AIM 1
According to the commentary on Pakistan's e-governance plan, who envisions federal ministries operating in a paperless environment?
AIM 2
From the commentary on Pakistan's e-governance plan, output the passage from "The Prime Minister" up to and including "through an app.".

DOCUMENT EXTRACT
=====
For a country where official business is still conducted via stacks of drawstring-bound files shuffling from one bureaucrat’s desk to another’s, the Pakistani government’s embrace of information technology as a panacea for governance failures is a bit ironic. Prime Minister Shahbaz Sharif envisions an e-governance system where federal ministries operate in a paperless environment and cater to citizens through digital service delivery. This initiative, we are told, will be transformative for government efficiency and citizen well-being. Underlying this tech utopianism, however, is a fundamental lack of understanding of how information technology systems work and benefit us.
The Prime Minister is not wrong to want better services—he's wrong about the prescription. Technology amplifies capacity; it cannot create it. A dysfunctional bureaucracy with an app is still a dysfunctional bureaucracy. Put differently, government officers who are unable or unwilling to help citizens who show up in person seeking government services, are arguably unlikely to be helpful when those same services are requisitioned through an app.
=====
DATASET ROWS
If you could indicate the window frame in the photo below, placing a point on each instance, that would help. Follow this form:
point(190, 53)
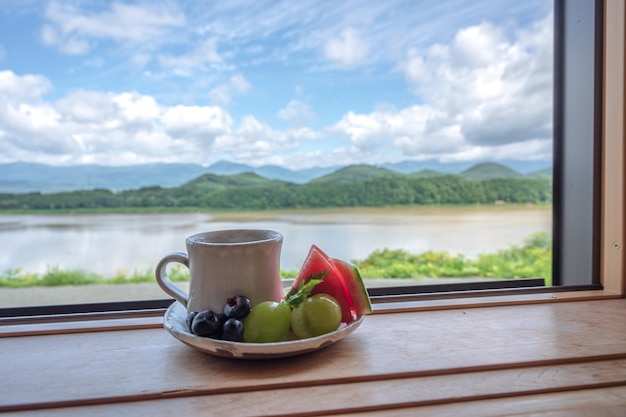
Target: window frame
point(605, 237)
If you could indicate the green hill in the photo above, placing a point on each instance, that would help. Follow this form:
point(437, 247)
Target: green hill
point(238, 180)
point(489, 170)
point(426, 173)
point(356, 173)
point(542, 173)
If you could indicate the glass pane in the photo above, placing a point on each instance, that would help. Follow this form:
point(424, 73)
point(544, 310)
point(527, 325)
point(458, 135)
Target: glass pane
point(416, 137)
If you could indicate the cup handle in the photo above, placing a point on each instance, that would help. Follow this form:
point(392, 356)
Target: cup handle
point(165, 282)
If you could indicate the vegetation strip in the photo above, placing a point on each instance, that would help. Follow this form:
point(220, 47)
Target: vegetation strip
point(530, 260)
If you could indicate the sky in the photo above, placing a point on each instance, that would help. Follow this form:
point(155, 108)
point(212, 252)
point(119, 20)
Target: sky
point(297, 84)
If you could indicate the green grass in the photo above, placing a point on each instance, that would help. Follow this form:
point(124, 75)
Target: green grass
point(533, 259)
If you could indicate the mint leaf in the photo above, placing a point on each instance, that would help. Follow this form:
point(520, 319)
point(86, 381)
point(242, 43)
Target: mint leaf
point(297, 296)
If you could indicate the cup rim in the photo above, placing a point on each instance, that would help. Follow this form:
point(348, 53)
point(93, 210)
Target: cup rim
point(256, 236)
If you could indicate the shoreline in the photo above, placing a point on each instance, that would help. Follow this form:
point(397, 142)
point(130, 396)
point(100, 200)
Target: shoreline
point(302, 210)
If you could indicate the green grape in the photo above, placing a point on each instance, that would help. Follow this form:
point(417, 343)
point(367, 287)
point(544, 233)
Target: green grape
point(317, 315)
point(267, 322)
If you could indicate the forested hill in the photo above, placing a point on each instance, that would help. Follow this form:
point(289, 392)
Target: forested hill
point(21, 177)
point(357, 186)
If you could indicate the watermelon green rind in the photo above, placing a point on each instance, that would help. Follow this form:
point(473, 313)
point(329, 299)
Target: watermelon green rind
point(355, 285)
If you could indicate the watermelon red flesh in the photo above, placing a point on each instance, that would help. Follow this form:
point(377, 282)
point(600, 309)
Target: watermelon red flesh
point(333, 285)
point(355, 285)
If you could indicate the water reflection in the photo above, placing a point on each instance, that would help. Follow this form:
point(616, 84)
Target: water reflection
point(108, 242)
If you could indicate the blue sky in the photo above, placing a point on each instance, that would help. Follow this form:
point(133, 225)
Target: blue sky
point(290, 83)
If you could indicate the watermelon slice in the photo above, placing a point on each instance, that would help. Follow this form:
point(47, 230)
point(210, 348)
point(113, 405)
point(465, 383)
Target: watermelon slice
point(343, 283)
point(356, 287)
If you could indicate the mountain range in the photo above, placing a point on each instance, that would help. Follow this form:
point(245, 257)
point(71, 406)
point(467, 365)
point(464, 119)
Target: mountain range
point(22, 177)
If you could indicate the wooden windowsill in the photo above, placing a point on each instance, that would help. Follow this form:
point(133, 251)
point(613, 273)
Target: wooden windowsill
point(512, 359)
point(128, 320)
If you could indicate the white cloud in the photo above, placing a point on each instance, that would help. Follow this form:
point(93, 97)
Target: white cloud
point(221, 95)
point(71, 29)
point(297, 112)
point(497, 90)
point(121, 128)
point(348, 49)
point(200, 58)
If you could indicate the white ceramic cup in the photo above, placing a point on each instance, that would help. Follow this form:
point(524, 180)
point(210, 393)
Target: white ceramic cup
point(226, 263)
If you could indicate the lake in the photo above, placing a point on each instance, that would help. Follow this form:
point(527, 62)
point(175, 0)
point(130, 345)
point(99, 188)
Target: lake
point(105, 243)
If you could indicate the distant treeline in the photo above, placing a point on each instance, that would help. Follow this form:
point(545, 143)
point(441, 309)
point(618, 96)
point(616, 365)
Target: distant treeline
point(251, 192)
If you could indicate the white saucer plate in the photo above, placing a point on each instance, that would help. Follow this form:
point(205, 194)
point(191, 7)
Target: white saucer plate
point(174, 323)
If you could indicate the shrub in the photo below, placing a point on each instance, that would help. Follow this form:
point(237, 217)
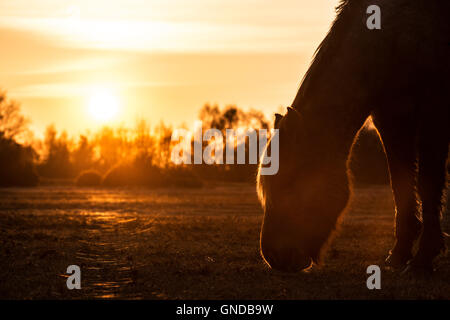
=====
FULL RESPONSE 1
Prime Minister Shahbaz Sharif

FULL RESPONSE 2
The Prime Minister is not wrong to want better services—he's wrong about the prescription. Technology amplifies capacity; it cannot create it. A dysfunctional bureaucracy with an app is still a dysfunctional bureaucracy. Put differently, government officers who are unable or unwilling to help citizens who show up in person seeking government services, are arguably unlikely to be helpful when those same services are requisitioned through an app.